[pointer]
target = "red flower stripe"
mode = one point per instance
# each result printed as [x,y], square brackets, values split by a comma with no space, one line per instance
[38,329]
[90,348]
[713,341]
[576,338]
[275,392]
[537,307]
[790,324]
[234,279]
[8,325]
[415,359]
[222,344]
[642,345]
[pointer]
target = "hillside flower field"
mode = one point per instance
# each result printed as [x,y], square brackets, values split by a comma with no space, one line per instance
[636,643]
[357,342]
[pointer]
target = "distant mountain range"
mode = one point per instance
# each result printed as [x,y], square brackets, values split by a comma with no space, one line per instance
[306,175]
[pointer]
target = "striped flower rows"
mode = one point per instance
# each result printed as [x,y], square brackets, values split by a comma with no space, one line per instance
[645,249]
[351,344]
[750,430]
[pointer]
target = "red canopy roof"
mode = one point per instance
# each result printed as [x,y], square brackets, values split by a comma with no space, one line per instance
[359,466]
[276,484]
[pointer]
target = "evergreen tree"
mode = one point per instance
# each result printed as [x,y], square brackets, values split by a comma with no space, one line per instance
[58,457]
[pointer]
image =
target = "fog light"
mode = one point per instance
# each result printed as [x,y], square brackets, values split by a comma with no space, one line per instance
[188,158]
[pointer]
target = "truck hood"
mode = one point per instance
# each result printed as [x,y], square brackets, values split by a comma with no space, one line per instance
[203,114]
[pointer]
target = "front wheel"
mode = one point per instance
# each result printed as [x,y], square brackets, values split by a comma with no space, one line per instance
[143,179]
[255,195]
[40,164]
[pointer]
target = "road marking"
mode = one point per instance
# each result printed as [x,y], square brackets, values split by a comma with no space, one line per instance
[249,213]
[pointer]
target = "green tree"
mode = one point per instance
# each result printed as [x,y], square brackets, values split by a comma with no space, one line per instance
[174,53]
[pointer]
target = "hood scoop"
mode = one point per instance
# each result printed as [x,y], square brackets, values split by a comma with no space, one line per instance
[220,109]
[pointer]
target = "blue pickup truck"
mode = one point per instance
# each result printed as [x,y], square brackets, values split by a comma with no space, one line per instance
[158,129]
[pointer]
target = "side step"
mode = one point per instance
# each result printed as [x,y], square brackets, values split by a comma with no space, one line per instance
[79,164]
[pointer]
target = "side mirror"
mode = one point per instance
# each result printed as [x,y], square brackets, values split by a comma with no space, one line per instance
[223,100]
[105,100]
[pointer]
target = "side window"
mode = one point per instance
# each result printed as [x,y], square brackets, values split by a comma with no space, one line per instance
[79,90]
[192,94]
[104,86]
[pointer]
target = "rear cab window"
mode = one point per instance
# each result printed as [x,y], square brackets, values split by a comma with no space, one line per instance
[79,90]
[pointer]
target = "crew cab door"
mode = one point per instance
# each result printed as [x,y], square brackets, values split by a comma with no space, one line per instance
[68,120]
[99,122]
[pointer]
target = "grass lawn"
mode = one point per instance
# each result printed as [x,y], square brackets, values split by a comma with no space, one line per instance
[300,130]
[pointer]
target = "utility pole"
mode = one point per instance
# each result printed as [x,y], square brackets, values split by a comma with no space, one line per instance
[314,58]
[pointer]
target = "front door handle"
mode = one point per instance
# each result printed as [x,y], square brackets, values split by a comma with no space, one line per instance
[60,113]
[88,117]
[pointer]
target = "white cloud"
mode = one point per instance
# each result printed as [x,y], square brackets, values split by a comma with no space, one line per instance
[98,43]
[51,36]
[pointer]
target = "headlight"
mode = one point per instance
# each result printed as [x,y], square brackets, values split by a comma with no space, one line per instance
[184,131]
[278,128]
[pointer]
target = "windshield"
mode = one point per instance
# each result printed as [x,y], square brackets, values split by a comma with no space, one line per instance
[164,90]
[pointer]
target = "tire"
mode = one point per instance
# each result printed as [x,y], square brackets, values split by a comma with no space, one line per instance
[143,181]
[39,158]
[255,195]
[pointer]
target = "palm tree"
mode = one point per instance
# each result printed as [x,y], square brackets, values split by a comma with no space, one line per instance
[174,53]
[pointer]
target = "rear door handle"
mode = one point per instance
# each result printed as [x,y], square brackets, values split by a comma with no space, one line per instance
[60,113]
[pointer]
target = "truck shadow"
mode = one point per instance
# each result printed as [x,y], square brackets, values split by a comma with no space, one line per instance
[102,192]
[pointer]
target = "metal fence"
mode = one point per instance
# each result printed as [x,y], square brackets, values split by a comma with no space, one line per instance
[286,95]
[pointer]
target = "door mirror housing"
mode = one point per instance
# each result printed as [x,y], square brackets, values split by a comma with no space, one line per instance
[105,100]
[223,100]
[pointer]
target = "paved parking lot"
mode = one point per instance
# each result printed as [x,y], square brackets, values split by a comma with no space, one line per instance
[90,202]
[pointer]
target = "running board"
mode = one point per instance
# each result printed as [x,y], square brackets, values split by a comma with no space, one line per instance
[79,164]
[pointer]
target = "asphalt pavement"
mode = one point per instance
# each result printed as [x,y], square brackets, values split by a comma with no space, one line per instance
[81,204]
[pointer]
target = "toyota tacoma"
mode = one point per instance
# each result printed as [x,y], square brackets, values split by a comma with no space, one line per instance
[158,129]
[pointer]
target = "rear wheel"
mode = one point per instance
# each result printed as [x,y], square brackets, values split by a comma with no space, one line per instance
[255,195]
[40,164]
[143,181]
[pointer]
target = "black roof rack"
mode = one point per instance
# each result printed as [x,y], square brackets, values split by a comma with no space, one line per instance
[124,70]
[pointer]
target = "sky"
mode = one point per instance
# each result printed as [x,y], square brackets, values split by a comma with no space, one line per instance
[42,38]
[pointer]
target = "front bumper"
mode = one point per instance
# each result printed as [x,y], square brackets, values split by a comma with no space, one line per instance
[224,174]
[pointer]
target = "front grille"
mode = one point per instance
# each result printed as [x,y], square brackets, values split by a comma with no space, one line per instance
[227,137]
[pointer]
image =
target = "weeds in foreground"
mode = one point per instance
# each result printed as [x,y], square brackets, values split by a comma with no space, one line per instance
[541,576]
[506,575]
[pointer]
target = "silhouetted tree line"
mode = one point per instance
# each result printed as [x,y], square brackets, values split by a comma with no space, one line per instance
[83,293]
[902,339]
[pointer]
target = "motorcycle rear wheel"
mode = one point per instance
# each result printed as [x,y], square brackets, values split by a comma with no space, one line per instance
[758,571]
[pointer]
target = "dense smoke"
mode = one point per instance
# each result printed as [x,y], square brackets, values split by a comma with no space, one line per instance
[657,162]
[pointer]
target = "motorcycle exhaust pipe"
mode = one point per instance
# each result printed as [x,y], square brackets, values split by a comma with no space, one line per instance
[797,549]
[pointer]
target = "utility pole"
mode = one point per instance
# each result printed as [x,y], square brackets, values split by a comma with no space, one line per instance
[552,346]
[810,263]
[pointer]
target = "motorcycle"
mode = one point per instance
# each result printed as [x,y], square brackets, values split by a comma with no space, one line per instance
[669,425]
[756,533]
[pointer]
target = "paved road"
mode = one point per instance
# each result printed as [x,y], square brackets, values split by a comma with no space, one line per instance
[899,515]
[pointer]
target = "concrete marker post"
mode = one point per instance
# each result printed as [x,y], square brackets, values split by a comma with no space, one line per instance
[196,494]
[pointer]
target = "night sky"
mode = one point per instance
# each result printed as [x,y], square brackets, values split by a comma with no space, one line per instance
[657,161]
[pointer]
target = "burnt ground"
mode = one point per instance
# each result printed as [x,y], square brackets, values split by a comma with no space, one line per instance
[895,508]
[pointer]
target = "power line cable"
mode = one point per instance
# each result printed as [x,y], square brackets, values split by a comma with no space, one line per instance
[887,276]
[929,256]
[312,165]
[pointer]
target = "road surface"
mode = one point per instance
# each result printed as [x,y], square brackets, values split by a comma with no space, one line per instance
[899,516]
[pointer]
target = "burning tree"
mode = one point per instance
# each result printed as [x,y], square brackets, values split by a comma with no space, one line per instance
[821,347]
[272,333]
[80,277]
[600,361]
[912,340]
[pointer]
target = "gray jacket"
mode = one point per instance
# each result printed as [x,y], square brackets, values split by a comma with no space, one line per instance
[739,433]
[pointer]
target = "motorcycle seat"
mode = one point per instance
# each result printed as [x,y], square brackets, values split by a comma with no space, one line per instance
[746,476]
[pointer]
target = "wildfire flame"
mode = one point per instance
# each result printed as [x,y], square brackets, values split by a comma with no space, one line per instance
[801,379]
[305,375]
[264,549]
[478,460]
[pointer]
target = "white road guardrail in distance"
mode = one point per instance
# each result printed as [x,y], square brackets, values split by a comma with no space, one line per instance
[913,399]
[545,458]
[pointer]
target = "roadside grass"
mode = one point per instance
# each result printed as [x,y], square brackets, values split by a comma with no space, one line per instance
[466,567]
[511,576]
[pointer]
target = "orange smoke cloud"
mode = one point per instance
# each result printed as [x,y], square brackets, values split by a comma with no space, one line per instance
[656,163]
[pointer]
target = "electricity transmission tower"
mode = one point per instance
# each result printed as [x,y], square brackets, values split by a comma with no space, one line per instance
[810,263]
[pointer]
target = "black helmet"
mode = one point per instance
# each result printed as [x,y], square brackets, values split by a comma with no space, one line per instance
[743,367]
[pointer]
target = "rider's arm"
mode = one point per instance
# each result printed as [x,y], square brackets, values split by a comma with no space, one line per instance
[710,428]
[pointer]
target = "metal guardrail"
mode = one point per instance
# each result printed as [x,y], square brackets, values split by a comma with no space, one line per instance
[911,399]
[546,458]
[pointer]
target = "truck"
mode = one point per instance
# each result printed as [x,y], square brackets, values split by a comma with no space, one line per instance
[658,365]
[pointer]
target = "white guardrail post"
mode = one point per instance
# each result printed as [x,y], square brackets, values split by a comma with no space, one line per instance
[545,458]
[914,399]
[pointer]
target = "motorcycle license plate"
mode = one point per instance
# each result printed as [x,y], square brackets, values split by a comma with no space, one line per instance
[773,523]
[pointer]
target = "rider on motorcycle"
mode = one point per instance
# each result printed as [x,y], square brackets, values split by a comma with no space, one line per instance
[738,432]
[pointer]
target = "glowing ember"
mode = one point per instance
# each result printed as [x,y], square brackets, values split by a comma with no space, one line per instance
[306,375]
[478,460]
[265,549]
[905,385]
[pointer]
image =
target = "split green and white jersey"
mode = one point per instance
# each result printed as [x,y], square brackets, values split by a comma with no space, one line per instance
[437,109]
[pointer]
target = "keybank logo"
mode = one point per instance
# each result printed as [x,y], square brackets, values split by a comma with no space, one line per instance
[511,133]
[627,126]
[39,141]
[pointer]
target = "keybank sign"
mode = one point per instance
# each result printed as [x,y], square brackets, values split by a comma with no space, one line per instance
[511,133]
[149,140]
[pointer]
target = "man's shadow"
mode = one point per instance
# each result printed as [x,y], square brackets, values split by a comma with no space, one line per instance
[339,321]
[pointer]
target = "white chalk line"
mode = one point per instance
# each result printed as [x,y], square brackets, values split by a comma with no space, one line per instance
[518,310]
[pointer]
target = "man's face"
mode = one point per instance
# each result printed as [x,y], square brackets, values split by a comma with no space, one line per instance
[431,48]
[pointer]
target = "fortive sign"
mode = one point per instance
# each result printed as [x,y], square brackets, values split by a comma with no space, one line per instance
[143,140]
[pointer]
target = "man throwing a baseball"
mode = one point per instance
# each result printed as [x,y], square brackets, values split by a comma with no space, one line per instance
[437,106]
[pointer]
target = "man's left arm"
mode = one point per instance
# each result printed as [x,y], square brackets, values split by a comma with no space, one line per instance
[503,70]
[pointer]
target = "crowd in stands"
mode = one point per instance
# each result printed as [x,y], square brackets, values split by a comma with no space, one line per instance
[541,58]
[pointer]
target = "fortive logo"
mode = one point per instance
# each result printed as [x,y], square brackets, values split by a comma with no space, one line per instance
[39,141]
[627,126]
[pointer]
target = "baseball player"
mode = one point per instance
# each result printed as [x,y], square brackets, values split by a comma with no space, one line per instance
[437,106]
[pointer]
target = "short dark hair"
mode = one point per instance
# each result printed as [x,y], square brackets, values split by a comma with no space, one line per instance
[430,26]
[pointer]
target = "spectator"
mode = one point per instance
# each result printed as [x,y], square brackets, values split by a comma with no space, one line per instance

========

Task goal: Copy out each line above that has the string "door" in it.

Written answer:
target = "crew cab door"
target = "front door handle"
target = "rear door handle"
target = "door mirror housing"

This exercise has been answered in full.